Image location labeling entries

###

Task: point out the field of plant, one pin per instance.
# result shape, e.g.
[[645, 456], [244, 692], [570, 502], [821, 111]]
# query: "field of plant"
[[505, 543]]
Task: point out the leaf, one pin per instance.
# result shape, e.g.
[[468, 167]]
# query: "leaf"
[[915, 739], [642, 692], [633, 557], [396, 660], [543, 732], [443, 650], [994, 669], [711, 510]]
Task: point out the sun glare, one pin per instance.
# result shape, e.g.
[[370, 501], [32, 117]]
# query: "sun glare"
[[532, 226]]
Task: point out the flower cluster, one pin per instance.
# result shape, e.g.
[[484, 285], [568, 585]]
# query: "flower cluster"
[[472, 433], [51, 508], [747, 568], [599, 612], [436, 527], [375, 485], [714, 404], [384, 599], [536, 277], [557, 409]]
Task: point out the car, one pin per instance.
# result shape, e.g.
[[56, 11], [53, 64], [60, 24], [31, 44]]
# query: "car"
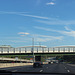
[[37, 64]]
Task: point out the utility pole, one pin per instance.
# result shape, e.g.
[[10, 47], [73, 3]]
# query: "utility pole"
[[33, 49]]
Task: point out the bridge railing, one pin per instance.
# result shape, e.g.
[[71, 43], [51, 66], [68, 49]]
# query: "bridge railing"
[[36, 50]]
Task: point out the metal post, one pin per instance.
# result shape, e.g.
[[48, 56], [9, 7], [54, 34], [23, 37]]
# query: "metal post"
[[33, 49]]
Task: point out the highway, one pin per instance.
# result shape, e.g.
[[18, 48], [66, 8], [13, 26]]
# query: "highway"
[[51, 68]]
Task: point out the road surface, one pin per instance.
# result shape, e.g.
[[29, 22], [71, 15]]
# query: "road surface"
[[51, 68]]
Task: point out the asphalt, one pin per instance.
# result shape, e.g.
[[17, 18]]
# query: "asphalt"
[[47, 68]]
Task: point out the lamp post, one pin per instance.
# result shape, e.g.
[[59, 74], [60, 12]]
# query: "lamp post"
[[33, 49]]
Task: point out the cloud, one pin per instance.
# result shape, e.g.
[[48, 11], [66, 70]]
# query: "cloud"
[[67, 33], [4, 12], [50, 3], [57, 22], [34, 16], [24, 33], [24, 14], [67, 28], [46, 38]]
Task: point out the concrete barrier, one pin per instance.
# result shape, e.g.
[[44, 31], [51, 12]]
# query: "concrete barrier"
[[3, 65]]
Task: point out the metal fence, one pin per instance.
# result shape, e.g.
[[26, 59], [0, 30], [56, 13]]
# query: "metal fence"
[[37, 50]]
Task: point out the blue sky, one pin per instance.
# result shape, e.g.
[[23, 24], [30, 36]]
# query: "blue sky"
[[49, 22]]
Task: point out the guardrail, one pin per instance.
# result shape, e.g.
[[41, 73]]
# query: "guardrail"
[[36, 50]]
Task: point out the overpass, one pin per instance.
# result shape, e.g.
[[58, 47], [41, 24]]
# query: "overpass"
[[37, 50]]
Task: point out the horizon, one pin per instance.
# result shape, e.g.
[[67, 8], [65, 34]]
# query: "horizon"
[[50, 22]]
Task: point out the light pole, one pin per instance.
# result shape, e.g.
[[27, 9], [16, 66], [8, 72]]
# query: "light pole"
[[33, 49]]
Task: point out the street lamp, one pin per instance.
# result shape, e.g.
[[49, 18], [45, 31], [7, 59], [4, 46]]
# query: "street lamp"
[[33, 49]]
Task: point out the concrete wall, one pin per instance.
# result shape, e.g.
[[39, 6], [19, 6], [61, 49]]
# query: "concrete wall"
[[3, 65]]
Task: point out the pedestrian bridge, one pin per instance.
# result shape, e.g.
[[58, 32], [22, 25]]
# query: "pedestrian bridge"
[[37, 49]]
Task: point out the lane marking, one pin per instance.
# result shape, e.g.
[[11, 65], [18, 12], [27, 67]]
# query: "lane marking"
[[41, 70], [68, 70]]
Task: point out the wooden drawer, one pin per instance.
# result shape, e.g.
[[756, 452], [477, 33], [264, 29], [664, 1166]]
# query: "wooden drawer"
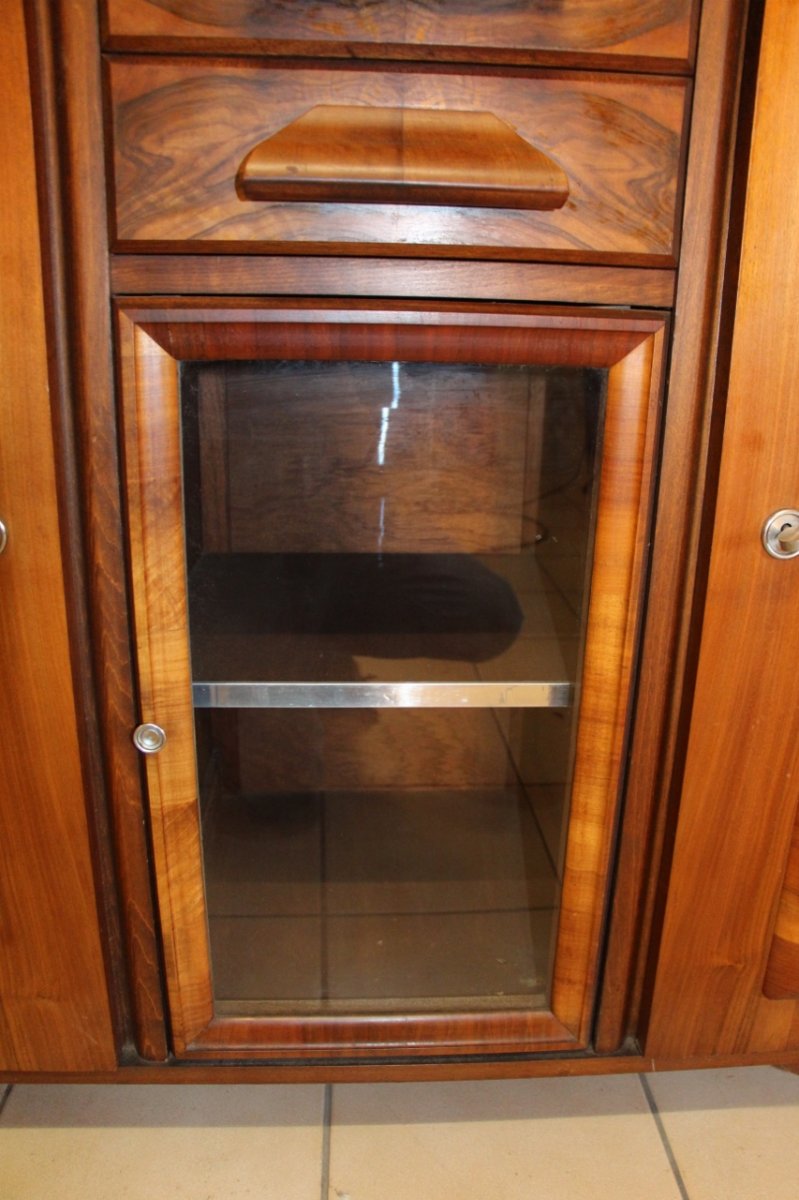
[[182, 127], [655, 35]]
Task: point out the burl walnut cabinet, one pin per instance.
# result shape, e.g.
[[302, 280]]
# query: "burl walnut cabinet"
[[395, 397]]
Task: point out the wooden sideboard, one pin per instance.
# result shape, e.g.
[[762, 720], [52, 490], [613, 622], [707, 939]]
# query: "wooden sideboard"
[[628, 245]]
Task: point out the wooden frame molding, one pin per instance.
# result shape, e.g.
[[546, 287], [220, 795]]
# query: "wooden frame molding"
[[154, 339]]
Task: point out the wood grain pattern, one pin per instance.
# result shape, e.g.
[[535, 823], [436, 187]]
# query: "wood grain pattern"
[[155, 528], [677, 567], [181, 130], [740, 790], [605, 29], [404, 156], [604, 714], [396, 277], [54, 1007], [391, 459], [152, 341], [781, 979], [77, 115]]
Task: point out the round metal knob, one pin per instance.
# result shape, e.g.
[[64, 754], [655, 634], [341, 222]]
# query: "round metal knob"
[[781, 534], [149, 738]]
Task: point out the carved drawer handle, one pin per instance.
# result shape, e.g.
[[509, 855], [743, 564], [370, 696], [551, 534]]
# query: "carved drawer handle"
[[402, 155]]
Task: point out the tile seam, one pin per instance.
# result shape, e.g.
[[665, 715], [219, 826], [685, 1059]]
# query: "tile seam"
[[325, 1141], [664, 1137]]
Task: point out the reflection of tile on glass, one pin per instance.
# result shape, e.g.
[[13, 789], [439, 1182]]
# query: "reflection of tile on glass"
[[440, 957], [437, 851], [256, 958], [263, 855]]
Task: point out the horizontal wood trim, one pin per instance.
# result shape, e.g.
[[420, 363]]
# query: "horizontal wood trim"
[[658, 34], [361, 1037], [266, 275], [181, 129], [550, 1066]]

###

Exercise description: Update everything from the line containing "Task: point out the wooden drawer, one" down to the line containing "[[628, 245]]", changing "sideboard" to "credenza" and leaving all else unchanged. Return only those lines, without the pictures.

The completed task:
Task: point out the wooden drawer, one pin per instance.
# result shape, e.g.
[[756, 452], [477, 33], [264, 29], [664, 1166]]
# query: "wooden drawer"
[[182, 127], [655, 35]]
Task: point out the burl walnut cabinet, one pin per instance.
# result shape, e.g.
[[302, 280]]
# query: "burl walnut cabinet"
[[395, 397]]
Task: point out the wooden credenza, one pin per instance.
# result shape, e.g.
[[762, 720], [52, 490], [613, 622], [707, 939]]
# query: "wooden credenza"
[[628, 245]]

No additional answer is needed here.